--- start EXCERPTED PASSAGE ---

Preparations for peacetime

Preparations for peacetime

In many parts of New Zealand during 1944, the MWEO held meetings to promote further flax-roots action on Maori issues, with long-term improvement in Maori governance in mind. At four conferences hosted that year by the Maori MPs, support for continuance of the organisation after the war was overwhelming. Such enthusiasm was not confined to Maori or non-official channels. Rehabilitation authorities were among those anxious to continue using the services of the Maori committees. page 204At the Labour Party conference in 1944, delegates adopted post-war socio-economic reconstruction proposals which included a role for such an organisation. The remaining proponents of a Maori Councils-style replacement had once again to defer the matter – in the event, permanently.

That year Tirikatene chaired a working party centred on Maori MPs which further developed the proposal for a co-ordinating ministry to be in overall charge of Maori welfare, broadly defined. Paikea had argued, just before his death, that statutory embedding of a permanent MWEO-type structure would lead to enthusiastic Maori sharing of the burden of administering their own affairs. Although there was a danger of state appropriation of Maori energies, this would be counteracted by vigilance and flax-roots energy. In any case, a limited degree of government intervention would be offset by autonomist, and other, benefits to Maori. While such ideas influenced drafts of 'Maori Social and Economic Reconstruction' legislation being shepherded by Tirikatene through the working party, the members were conscious of the need to avoid giving too much ammunition to their powerful opponents in the political and bureaucratic establishment. They therefore proposed, for example, that while the MWEO-style committees would 'retain their degree of autonomy' under a new ministry's umbrella, they should be brought 'within public service requirements'. Blueprints for the ministry were cautious.

At a 'Maori summit conference' chaired by Labour Party President Jim Roberts at Wellington's Ngati Poneke Hall on 18–20 October 1944, it was clear that the Maori MPs' concessions were insufficient to deflect widespread opposition to the legislative proposals within state circles. Fear of officially franchised committees 'running rampant' or intruding on bureaucratic patches was openly voiced. Native Department officials, in particular, at a time when their inefficiencies in farming, housing and rehabilitation were being widely criticised, were worried about their future if any kind of new ministry was established alongside them. Other officials and political advisers, while not necessarily opposing a welfare ministry to complement (or even replace) the existing department, had joined in the opposition on various grounds (including ethnocentrism page 205and racism), concerned to counter any Maori future that enhanced state recognition of rangatiratanga.

The Prime Minister's opening address to the summit conference attempted to reconcile the two broad strands of opinion, those for and against continuation of MWEO-style autonomy. But the sheer amount of distrust within the state and the party at the ability of Maori to control their own affairs had strengthened his initial caution about the extent of the powers that should be entrusted to Maori organisations. His thrust was, therefore, to contain rather than mandate rangatiratanga. The committees of the Maori collective wartime endeavour should certainly be extended into the peacetime world, he declared, but the Native Department was the only appropriate medium for regulating the ongoing relationship between state and Maori. Any committee system would have to operate under its auspices and in accordance with its rules.

--- end EXCERPTED PASSAGE ---

WORK REQUIRED —
Answer these questions on the text about peacetime preparations:
1. How many conferences did the Maori MPs host in 1944?
2. Who chaired the 'Maori summit conference' of 18–20 October 1944, and in which hall was it held?
3. In the Prime Minister's opening address, what was named as the only appropriate medium for regulating the ongoing relationship between state and Maori?

--- start GIVEN INFORMATION ---

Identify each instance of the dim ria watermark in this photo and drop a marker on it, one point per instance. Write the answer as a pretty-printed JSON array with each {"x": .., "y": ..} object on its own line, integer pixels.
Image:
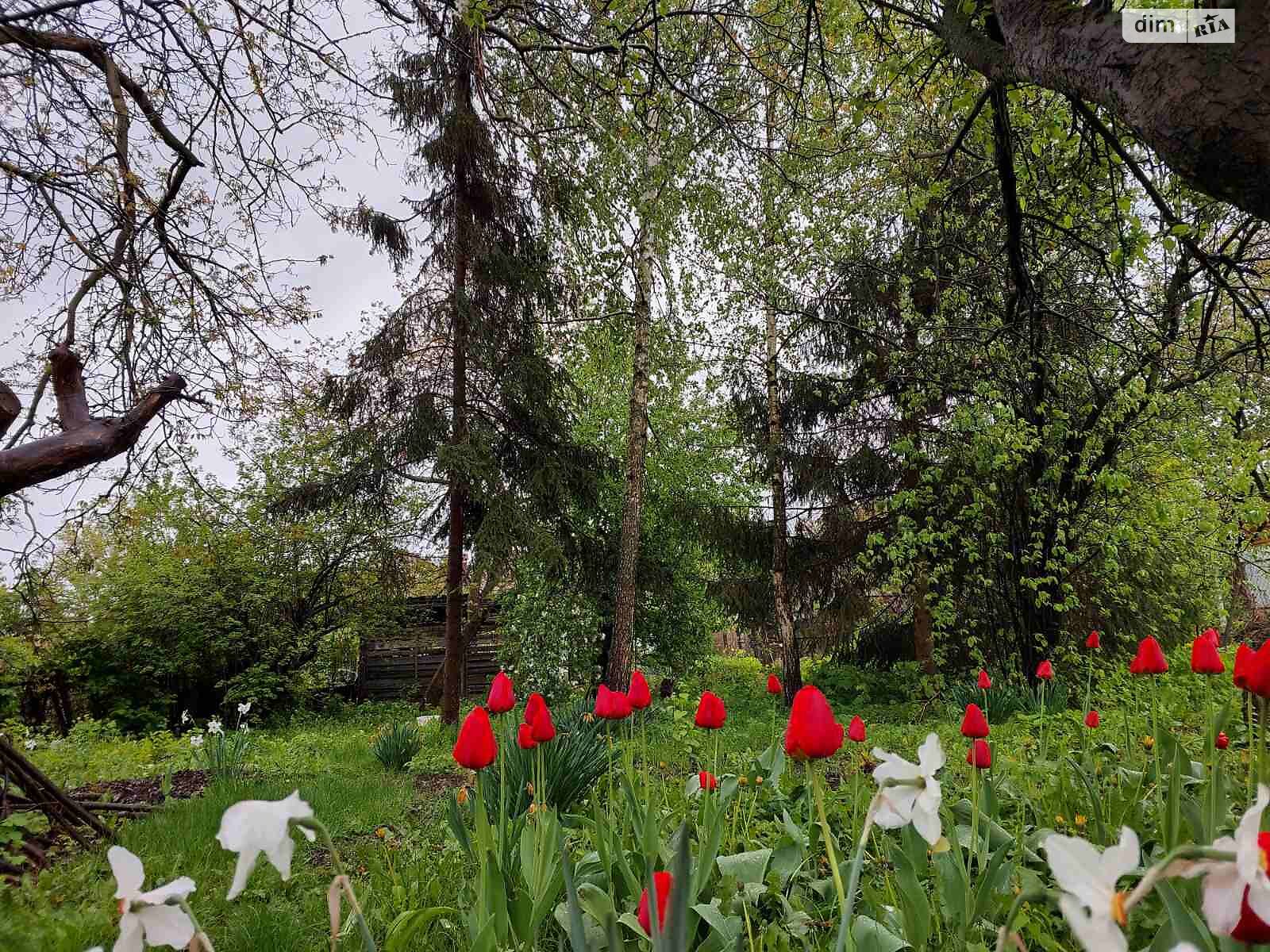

--- end GIVEN INFORMATION ---

OUTPUT FOR THIS EXERCISE —
1. Four.
2. Labour Party President Jim Roberts, at Wellington's Ngati Poneke Hall.
3. The Native Department.